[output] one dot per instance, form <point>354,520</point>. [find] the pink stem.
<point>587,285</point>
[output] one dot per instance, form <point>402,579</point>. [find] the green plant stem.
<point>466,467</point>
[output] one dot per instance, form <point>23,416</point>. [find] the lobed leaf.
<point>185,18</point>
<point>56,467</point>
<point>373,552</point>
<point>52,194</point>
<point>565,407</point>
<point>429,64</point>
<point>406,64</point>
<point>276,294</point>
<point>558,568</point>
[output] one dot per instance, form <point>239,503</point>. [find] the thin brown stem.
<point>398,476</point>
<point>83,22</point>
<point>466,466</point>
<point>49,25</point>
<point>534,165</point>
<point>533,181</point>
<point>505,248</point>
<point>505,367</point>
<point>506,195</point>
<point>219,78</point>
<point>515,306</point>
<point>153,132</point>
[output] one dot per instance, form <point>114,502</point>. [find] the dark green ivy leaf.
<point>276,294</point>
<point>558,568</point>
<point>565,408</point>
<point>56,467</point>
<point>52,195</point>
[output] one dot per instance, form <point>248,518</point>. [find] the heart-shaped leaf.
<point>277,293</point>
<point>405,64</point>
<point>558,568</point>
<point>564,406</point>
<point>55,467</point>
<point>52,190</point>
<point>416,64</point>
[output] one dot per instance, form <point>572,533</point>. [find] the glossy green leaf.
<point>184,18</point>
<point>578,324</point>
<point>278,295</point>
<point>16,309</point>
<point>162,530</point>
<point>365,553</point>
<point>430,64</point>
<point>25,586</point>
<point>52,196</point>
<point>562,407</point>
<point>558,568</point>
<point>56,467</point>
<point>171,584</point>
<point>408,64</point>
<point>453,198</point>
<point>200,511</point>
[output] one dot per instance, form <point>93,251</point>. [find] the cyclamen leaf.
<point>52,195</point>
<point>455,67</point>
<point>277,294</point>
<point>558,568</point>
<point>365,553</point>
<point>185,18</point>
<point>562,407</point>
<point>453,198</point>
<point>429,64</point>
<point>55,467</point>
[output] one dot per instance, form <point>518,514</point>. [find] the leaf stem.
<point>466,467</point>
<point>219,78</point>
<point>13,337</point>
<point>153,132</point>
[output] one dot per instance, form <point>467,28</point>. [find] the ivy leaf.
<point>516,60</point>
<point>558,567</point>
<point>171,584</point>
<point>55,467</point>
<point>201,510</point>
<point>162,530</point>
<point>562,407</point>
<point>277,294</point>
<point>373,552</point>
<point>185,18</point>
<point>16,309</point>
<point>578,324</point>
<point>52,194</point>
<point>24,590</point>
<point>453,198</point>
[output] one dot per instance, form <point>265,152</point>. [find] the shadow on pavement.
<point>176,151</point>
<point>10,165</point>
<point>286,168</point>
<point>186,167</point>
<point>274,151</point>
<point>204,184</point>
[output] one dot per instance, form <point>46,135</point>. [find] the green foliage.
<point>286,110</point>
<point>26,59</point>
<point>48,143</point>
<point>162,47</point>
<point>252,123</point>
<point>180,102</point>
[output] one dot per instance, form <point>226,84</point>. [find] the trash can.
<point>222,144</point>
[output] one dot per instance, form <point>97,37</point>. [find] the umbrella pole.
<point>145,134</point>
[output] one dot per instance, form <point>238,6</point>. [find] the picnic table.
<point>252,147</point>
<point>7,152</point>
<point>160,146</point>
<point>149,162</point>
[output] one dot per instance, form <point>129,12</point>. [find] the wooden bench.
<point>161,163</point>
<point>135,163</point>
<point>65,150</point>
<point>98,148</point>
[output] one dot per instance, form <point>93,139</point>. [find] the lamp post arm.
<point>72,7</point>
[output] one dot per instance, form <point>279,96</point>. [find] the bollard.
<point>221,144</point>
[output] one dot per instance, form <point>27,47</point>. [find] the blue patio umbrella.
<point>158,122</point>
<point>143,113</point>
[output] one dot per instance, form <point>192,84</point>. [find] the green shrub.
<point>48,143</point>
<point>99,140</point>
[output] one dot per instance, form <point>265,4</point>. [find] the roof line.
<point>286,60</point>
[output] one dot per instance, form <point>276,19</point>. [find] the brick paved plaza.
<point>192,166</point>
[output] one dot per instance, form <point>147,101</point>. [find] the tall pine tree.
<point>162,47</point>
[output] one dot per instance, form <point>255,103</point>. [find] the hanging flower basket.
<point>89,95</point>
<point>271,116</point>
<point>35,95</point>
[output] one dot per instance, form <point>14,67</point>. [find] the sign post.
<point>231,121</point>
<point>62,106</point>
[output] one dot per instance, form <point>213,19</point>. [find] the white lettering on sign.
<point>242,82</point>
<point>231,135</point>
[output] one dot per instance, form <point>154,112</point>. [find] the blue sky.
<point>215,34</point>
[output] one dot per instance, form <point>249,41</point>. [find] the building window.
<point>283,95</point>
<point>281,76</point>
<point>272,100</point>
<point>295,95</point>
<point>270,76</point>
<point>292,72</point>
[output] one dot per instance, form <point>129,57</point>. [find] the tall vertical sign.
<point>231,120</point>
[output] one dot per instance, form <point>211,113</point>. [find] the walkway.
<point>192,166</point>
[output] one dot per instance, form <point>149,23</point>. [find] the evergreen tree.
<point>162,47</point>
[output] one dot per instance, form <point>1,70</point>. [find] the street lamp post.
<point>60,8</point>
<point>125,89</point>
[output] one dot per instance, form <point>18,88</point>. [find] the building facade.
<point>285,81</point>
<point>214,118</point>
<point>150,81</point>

━━━

### Written exercise
Extract every line of the material above verbatim, keeping the original order and changing nothing.

### Full response
[output] one dot per instance, form <point>354,520</point>. [find] the pink stem.
<point>587,285</point>
[output] one dot per instance, form <point>402,579</point>. [find] the green plant stem.
<point>466,467</point>
[output] one dot per instance, form <point>23,416</point>. [find] the lobed leaf.
<point>185,18</point>
<point>56,467</point>
<point>373,552</point>
<point>52,194</point>
<point>565,407</point>
<point>429,64</point>
<point>406,64</point>
<point>276,294</point>
<point>558,568</point>
[output] one dot per instance, form <point>239,503</point>. [find] the thin brown stem.
<point>398,476</point>
<point>83,22</point>
<point>466,466</point>
<point>49,25</point>
<point>534,165</point>
<point>533,181</point>
<point>505,248</point>
<point>505,367</point>
<point>506,195</point>
<point>219,78</point>
<point>515,306</point>
<point>153,132</point>
[output] one dot per instance, form <point>114,502</point>. [find] the dark green ivy leaf.
<point>276,294</point>
<point>558,568</point>
<point>565,408</point>
<point>56,467</point>
<point>52,195</point>
[output] one dot per instance, form <point>248,518</point>. [find] the heart-shaped leaf.
<point>277,293</point>
<point>405,64</point>
<point>558,568</point>
<point>564,406</point>
<point>55,467</point>
<point>52,190</point>
<point>416,64</point>
[output] one dot per instance, form <point>572,533</point>. [find] the glossy green leaf.
<point>184,18</point>
<point>578,324</point>
<point>278,295</point>
<point>16,309</point>
<point>162,530</point>
<point>365,553</point>
<point>430,64</point>
<point>25,586</point>
<point>52,196</point>
<point>562,407</point>
<point>558,568</point>
<point>56,467</point>
<point>171,584</point>
<point>408,64</point>
<point>453,198</point>
<point>200,511</point>
[output] one dot per instance, form <point>93,251</point>. [find] the cyclamen leaf.
<point>52,195</point>
<point>455,67</point>
<point>277,294</point>
<point>558,568</point>
<point>365,553</point>
<point>185,18</point>
<point>562,407</point>
<point>453,198</point>
<point>429,64</point>
<point>55,467</point>
[output] one dot per instance, form <point>518,514</point>. [find] the leaf stem.
<point>466,467</point>
<point>219,78</point>
<point>13,337</point>
<point>153,132</point>
[output] one dot per instance, form <point>467,28</point>. [find] the ivy leaf.
<point>516,60</point>
<point>558,567</point>
<point>171,584</point>
<point>55,467</point>
<point>201,510</point>
<point>162,530</point>
<point>562,407</point>
<point>277,294</point>
<point>373,552</point>
<point>185,18</point>
<point>16,309</point>
<point>578,324</point>
<point>52,194</point>
<point>24,590</point>
<point>453,198</point>
[output] one dot per instance, form <point>265,152</point>. [find] the shadow on pavement.
<point>176,151</point>
<point>10,165</point>
<point>286,168</point>
<point>186,167</point>
<point>274,151</point>
<point>204,184</point>
[output] one dot per instance, form <point>46,135</point>. [find] the green foliage.
<point>286,110</point>
<point>26,59</point>
<point>48,143</point>
<point>162,47</point>
<point>252,123</point>
<point>180,102</point>
[output] one dot per instance, form <point>226,84</point>. [find] the trash can.
<point>222,144</point>
[output] one dot per instance, form <point>97,37</point>. [find] the umbrella pole.
<point>145,134</point>
[output] one dot per instance, form <point>238,6</point>. [find] the picnic table.
<point>252,147</point>
<point>7,152</point>
<point>160,146</point>
<point>149,162</point>
[output] one dot per instance, form <point>129,12</point>. [find] the wooden bench.
<point>161,163</point>
<point>135,163</point>
<point>65,150</point>
<point>98,148</point>
[output] one dot per instance, form <point>93,139</point>. [find] the lamp post arm.
<point>72,7</point>
[output] one dot per instance, form <point>279,96</point>. [find] the bollard.
<point>221,144</point>
[output] one dot per instance, form <point>27,47</point>. [find] the blue patio umbrella.
<point>158,122</point>
<point>143,113</point>
[output] one dot per instance, form <point>192,84</point>. [find] the green shrub.
<point>48,143</point>
<point>99,140</point>
[output] one dot per instance, form <point>265,4</point>. [find] the roof line.
<point>286,60</point>
[output] one dot per instance, form <point>276,19</point>. [find] the brick paved plaza.
<point>192,166</point>
[output] one dot per instance, form <point>147,101</point>. [find] the tall pine tree.
<point>162,47</point>
[output] one dot per instance, form <point>255,103</point>. [find] the hanging flower basket.
<point>89,95</point>
<point>271,116</point>
<point>35,95</point>
[output] one dot per instance, form <point>14,67</point>. [find] the sign post.
<point>231,121</point>
<point>62,106</point>
[output] one dot per instance, form <point>213,19</point>. [find] the white lettering on sign.
<point>242,82</point>
<point>231,135</point>
[output] one dot per instance, form <point>154,112</point>. [find] the blue sky.
<point>215,34</point>
[output] one dot per instance, form <point>249,41</point>. [find] the building window.
<point>283,95</point>
<point>281,76</point>
<point>272,100</point>
<point>295,95</point>
<point>270,76</point>
<point>292,72</point>
[output] one dot per instance, form <point>129,57</point>. [find] the tall vertical sign.
<point>231,120</point>
[output] one dot per instance, form <point>211,113</point>. [find] the walkway.
<point>192,166</point>
[output] one dot per instance, form <point>149,23</point>. [find] the evergreen tree.
<point>162,47</point>
[output] one dot per instance, form <point>1,70</point>. [find] the street lamp post.
<point>60,8</point>
<point>125,89</point>
[output] one dot per instance, form <point>18,88</point>. [find] the building facade.
<point>285,81</point>
<point>214,118</point>
<point>150,81</point>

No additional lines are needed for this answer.